Kutipan:
Thursday, 6 August 2020

Metode Tafsir Maudhu'i dan Tafsir Muqaran (Makalah Tafsir)


MAKALAH

A.  Metode Tafsir Maudhu’i
      1.  Sejarah Perkembangan Tafsir Maudhu’i
Menurut Quraish Shihab, Metode Tafsir Maudhu’i adalah suatu metode yang mengarahkan pandangan kepada satu tema tertentu, lalu mencari pandangan al-Qur’an tentang tema tersebut dengan jalan menghimpun semua ayat yang membicarakannya, menganalis dan memahaminya ayat demi ayat, lalu menghimpunnya dalam benak ayat yang bersifat umum dikaitkan dengan yang khusus, yang muthlaq digandengkan dengan Muqayad dan lain-lain, metode tafsir maudhu’i berdasarkan surah digagas pertama kali oleh seorang guru besar jurusan Tafsir, fakultas Ushuluddin Universitas al-Azhar, Syaikh Mahmud Syaltut, pada Januari 1960. Karya ini termuat dalam kitabnya, Tafsir al-Qur’an al-Karim. Sedangkan tafsir maudu‘i berdasarkan subjek digagas pertama kali oleh Ahmad Sayyid al-Kumiy, seorang guru besar di institusi yang sama dengan Syaikh Mahmud Syaltut, jurusan Tafsir, fakultas Ushuluddin Universitas al-Azhar, dan menjadi ketua jurusan Tafsir sampai tahun 1981. Model tafsir ini digagas pada tahun seribu sembilan ratus enam puluhan.[1] Buah dari tafsir model ini menurut Quraish Shihab di antaranya adalah karya-karya Abbas Mahmud al-Aqqad, al-Insân fî al-Qur’ân, al-Mar’ah fî al-Qur’ân, dan karya Abul A’la al-Maududi, al-Ribâ fî al-Qur’ân.[2] Kemudian tafsir model ini dikembangkan dan disempurnakan lebih sistematis oleh Abdul Hay al-Farmawi, pada tahun 1977, dalam kitabnya al-Bidayah fi al-Tafsir al-Maudu‘i: Dirasah Manhajiyah Maudu‘iyah.[3]
Namun kalau merujuk pada catatan lain, kelahiran tafsir maudhu’i jauh lebih awal dari apa yang dicatat Quraish Shihab, baik maudhu’i berdasar surah maupun berdasarkan subjek. Kaitannya dengan tafsir maudhu’i berdasar surah al-Qur’an, Zarkashi (745-794/1344-1392), dengan karyanya al-Burhân,[4] misalnya adalah salah satu contoh yang paling awal yang menekankan pentingnya tafsir yang menekankan bahasan surah demi surah. Demikian juga Suyût}î (w. 911/1505) dalam karyanya al-Itqân.[5]
Sementa maudhu’i berdasar subyek, diantaranya adalah karya Ibn Qayyi al-Jauzîyah (1292-1350H.), ulama besar dari mazhab Hambalî, yang berjudul al-Bayân fî Aqsâm al-Qur`ân; Majâz al-Qur`ân oleh Abû ‘Ubaid; Mufradât al-Qur`ân oleh al-Râghib al-Isfahânî; Asbâb al-Nuzûl oleh Abû al-Hasan al-Wahîdî al-Naisâbûrî, dan sejumlah karya dalam Nâsikh wa al-Mansûkh, yakni; (1) Naskh al-Qur`ân oleh Abû Bakr Muhammad al-Zuhrî, (2) Kitâb al-Nâsikh wa al-Mansûkh fî al-Qur`ân al-Karîm oleh al-Nah hâs, (3) al-Nâsikh wa al-Mansûkh oleh Ibn Sal-amâ, (4) al-Nâsikh wa al-Mansûkh oleh Ibn al-‘Atâ`iqi, (5) Kitâb al-Mujâz fî al-Nâsikh wa al-Mansûkh oleh Ibn Khuzayma al-Fârisî.[6]
Sebagai tambahan, tafsir Ahkâm al-Qur`ân karya al-Jass âs, adalah contoh lain dari tafsir semi maudhu’i yang diaplikasikan ketika menafsirkan seluruh al-Qur’an. Karena itu, meskipun tidak fenomena umum, tafsir maudhu’i sudah diperkenalkan sejak sejarah awal tafsir. Lebih jauh, perumusan konsep ini secara metodologis dan sistematis berkembang dimasa kontemporer. Demikian juga jumlahnya semakin bertambah di awal abad ke 20, baik maudhu’i berdasarkan surah al-Qur’an maupun maudhu’i berdasar subyek/topik.

Tugas Singkat 1: Ringkaslah kutipan tentang sejarah tafsir maudhu'i dalam dua kalimat.
Tugas Singkat 2: Tuliskan lanjutan kutipan tentang sejarah tafsir maudhu'i, dimulai setelah kalimat terakhirnya.
Materi yang menyusul tidak diperlukan.

Entri Materi:
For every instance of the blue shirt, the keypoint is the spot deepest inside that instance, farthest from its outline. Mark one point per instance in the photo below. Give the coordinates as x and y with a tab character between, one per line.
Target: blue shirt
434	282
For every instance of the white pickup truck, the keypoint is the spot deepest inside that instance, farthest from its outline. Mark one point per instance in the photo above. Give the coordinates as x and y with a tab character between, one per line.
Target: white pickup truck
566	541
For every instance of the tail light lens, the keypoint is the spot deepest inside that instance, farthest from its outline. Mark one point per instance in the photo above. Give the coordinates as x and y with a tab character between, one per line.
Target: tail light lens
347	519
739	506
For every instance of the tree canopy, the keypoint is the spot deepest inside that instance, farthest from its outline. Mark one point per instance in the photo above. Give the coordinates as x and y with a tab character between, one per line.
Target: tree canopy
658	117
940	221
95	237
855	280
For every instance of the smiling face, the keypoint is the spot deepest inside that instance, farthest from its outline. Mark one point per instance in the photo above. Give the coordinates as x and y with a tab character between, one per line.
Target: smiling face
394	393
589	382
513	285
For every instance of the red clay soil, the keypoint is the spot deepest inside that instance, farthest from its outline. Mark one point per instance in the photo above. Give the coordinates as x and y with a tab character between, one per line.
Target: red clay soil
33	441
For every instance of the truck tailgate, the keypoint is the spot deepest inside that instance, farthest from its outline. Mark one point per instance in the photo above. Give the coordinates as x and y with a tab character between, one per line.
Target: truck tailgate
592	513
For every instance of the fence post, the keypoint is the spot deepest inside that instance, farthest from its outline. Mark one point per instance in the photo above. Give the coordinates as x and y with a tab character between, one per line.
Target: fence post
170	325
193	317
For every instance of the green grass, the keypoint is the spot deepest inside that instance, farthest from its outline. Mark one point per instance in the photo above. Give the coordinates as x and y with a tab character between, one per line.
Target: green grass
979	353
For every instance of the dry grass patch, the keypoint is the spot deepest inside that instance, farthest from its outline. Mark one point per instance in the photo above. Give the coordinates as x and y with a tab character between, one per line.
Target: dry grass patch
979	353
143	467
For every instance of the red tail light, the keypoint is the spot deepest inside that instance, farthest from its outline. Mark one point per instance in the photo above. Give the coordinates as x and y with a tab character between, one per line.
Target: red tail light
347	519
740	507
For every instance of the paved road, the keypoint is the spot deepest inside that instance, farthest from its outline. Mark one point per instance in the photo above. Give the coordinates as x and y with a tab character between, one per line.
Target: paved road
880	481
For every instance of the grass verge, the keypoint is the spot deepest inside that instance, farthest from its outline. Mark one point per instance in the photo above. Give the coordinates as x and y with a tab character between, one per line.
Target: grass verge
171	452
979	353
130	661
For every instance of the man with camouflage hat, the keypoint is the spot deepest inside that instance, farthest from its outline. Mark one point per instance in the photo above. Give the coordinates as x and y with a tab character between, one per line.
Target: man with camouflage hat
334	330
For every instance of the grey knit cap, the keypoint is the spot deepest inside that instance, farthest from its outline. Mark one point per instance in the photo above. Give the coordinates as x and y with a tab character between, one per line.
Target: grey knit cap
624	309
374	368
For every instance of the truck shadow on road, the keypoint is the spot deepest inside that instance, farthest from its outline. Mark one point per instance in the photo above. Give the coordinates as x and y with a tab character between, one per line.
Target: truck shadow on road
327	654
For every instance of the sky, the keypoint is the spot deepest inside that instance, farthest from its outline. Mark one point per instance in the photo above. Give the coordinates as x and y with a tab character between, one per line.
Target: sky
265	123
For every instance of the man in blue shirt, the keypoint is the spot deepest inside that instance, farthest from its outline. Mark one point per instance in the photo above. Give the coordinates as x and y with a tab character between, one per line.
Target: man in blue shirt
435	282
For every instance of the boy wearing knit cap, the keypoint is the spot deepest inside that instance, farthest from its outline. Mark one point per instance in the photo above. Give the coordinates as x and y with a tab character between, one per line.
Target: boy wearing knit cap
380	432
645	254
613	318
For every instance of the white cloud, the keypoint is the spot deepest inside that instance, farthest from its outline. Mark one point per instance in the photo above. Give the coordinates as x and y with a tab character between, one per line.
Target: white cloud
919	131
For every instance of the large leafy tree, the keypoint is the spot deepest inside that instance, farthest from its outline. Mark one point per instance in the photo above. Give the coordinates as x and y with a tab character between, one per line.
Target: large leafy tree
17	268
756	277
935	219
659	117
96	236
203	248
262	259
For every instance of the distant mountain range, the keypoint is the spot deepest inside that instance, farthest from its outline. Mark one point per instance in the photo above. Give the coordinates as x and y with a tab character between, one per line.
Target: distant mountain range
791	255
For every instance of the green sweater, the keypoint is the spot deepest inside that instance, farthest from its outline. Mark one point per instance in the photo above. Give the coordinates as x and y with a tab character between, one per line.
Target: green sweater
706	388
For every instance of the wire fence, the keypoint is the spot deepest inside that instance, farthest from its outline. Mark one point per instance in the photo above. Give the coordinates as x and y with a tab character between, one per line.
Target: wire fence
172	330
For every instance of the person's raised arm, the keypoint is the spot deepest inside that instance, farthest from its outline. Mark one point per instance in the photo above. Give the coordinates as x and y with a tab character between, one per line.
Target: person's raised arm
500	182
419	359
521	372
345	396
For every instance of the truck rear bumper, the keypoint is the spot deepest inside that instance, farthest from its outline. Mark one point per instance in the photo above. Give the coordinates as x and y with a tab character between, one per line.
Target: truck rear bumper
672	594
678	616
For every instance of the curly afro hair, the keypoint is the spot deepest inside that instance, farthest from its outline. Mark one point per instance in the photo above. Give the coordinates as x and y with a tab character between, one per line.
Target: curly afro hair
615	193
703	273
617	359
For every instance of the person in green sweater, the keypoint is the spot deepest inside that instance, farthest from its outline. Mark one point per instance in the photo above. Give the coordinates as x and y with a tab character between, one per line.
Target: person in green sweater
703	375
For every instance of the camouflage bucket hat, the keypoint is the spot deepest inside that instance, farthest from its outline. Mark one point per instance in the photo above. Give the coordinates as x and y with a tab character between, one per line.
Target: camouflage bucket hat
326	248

Jawaban Tugas 1: Menurut Quraish Shihab, tafsir maudhu'i berdasarkan surah digagas pertama kali oleh Syaikh Mahmud Syaltut pada Januari 1960, sedangkan tafsir maudhu'i berdasarkan subjek digagas oleh Ahmad Sayyid al-Kumiy pada tahun 1960-an. Model ini kemudian disempurnakan lebih sistematis oleh Abdul Hay al-Farmawi pada tahun 1977, meskipun menurut catatan lain tafsir maudhu'i sudah diperkenalkan sejak sejarah awal tafsir, misalnya melalui al-Burhân karya Zarkashi, dan baru dirumuskan secara metodologis dan sistematis di masa kontemporer.

Jawaban Tugas 2:
    2.  Langkah-Langkah Menerapkan Metode Tafsir Maudhu’i
              Menurut Abdul Hay Al-Farmawiy dalam bukunya Al-Bidayah fi Al-Tafsir Al-mawdhu’i secara rinci menyebutkan ada tujuh langkah yang ditempauh dalam menerapkan metode maudhu’i ini, yaitu ;
a.      Menetapkan masalah yang akan dibahas ( topik )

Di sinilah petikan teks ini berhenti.